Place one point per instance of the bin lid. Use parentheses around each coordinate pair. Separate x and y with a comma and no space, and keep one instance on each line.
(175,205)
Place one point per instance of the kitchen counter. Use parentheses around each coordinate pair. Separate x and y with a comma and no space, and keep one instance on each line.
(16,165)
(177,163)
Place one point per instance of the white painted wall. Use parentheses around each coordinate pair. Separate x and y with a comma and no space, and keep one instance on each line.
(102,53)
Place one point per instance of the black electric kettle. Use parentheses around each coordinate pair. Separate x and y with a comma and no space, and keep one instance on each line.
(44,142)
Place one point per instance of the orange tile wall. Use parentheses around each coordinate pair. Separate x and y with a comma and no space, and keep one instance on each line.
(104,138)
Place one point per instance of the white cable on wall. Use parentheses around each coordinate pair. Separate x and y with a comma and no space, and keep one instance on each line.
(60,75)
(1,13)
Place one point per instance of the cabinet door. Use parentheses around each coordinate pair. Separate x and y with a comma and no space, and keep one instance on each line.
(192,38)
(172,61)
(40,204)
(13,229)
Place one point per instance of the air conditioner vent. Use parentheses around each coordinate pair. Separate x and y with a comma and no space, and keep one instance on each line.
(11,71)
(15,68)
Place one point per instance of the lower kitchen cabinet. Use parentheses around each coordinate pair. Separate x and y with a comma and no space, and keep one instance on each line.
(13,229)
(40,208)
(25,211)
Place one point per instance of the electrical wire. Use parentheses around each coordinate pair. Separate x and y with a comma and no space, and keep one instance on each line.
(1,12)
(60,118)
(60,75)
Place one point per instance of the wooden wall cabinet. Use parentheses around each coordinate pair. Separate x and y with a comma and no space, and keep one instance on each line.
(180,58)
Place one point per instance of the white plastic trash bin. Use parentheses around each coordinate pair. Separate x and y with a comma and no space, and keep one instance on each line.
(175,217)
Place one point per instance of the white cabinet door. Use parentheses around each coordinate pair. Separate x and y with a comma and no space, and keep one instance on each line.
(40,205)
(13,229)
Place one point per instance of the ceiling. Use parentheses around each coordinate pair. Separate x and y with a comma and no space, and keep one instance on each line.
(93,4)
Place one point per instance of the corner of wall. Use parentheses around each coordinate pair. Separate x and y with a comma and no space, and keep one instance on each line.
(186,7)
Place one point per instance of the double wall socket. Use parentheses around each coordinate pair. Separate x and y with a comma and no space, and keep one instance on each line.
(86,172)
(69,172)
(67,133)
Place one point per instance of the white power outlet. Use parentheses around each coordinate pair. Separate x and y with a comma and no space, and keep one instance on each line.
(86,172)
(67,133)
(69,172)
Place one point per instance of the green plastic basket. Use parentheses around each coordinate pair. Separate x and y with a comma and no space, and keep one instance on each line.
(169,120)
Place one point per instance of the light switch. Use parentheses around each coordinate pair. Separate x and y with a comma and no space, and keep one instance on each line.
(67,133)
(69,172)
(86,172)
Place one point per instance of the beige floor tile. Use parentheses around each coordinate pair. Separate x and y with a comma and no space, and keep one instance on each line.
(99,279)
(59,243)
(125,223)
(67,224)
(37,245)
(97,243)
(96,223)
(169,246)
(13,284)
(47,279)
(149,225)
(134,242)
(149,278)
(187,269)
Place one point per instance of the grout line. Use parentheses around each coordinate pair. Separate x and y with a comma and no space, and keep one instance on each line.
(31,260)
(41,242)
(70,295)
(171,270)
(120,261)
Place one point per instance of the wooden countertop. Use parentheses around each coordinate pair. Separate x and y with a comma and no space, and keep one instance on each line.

# PROBLEM STATEMENT:
Reproduce the records above in their entirety, unchanged.

# SOLUTION FOR THIS EXERCISE:
Place one point per instance of the bin lid. Use parentheses around each coordinate pair. Separate x and y with a comma and no space, and keep one instance on each line.
(175,205)
Place one point per instance of the kitchen counter. Use parentheses around each coordinate pair. Separate x and y with a comma and no space, and keep one instance on each line.
(16,165)
(177,163)
Place one point per instance of the white painted wall. Use parentheses around each coordinate pair. Separate x and y with a comma and no space, and keep one instance on each line.
(102,53)
Place one point per instance of the black electric kettle. Use parentheses around each coordinate pair. Separate x and y with a comma and no space, and keep one instance on each line.
(44,142)
Place one point per instance of the orange tile wall. Use parentheses around each coordinate pair. Separate x and y with a comma and no space, and keep one instance on each line.
(104,138)
Place one point per instance of the white cable on wall. Use parentheses around each coordinate pair. Separate x and y with a comma and no space, and keep one instance on each line.
(60,75)
(1,13)
Place one point per instance of the cabinet door. Use parentheses around each coordinate pair. Separate x and y with a comma and no space, and keep one instance on each line.
(192,38)
(172,61)
(40,204)
(13,229)
Place one point per instance of the air conditioner vent. Use parentheses around each coordinate pair. Separate x and y with a comma and no space, and keep one instance on each line.
(11,71)
(15,68)
Place one point per instance of the lower kitchen cabinet. Use parentheses around each coordinate pair. Separate x and y with a comma and no space, and keep one instance on each line.
(13,229)
(40,208)
(25,211)
Place one point per instance of the electrical wire. Use parentheses around each coordinate pair. Separate x and y with a comma and no space, and keep one instance on each line.
(1,12)
(60,118)
(60,75)
Place one point per instance of the wooden wall cabinet. Use parentheses around each coordinate pair. Separate x and y with a comma and no space, and keep one instance on each line.
(180,58)
Place one point per instance of the white plastic trash bin. Use parentheses around each coordinate pair. Separate x and y with a comma and no space, and keep one instance on each line.
(175,217)
Place one point per instance of the white cabinet door. Use parentheses around each coordinate pair. Separate x and y with a comma and no space, and keep one instance on each line.
(40,205)
(13,229)
Place one point per instance of the ceiling. Use parentheses around each coordinate pair. Separate x and y with a comma and no space, and keep one instance on each line.
(93,4)
Place one point per instance of the corner of wall. Use parentheses around each coordinate pair. Separate x and y with a comma and no space, and keep one instance on each line.
(186,7)
Place one point per instance of the double wall socket. Use parentheses around each coordinate pair. Separate x and y with a comma and no space, and keep one instance on each line.
(86,172)
(69,172)
(67,133)
Place one point per instance of the white power outlet. Use parentheses around each coordinate pair. Separate x and y with a comma and no space, and keep one instance on each line.
(86,172)
(67,133)
(69,172)
Place one point per instance of the green plastic basket. Use parentheses around each coordinate pair. Separate x and y with a comma and no space, and keep one instance on each line.
(169,120)
Place one point per instance of the light switch. Use parentheses around each coordinate pair. Separate x and y with a comma and no space, and keep one instance on each line.
(67,133)
(69,172)
(86,172)
Place one point per instance of the beige floor tile. Use parentheses around each coordinate pair. Separate x and y with a comma and no space, and keep one instance on each line.
(99,279)
(59,243)
(125,223)
(67,224)
(37,245)
(97,243)
(96,223)
(169,246)
(13,284)
(47,279)
(149,225)
(134,242)
(149,278)
(187,269)
Place one point per instance of the grout line. Use parentheses around each coordinate pair. Separate x and y with a comma and no space, and keep one instance on each line.
(31,260)
(41,242)
(70,295)
(171,270)
(120,261)
Place one point per instance of the wooden countertop. Use parentheses around each coordinate pair. Separate x and y with a comma and no space, and keep one instance on each line.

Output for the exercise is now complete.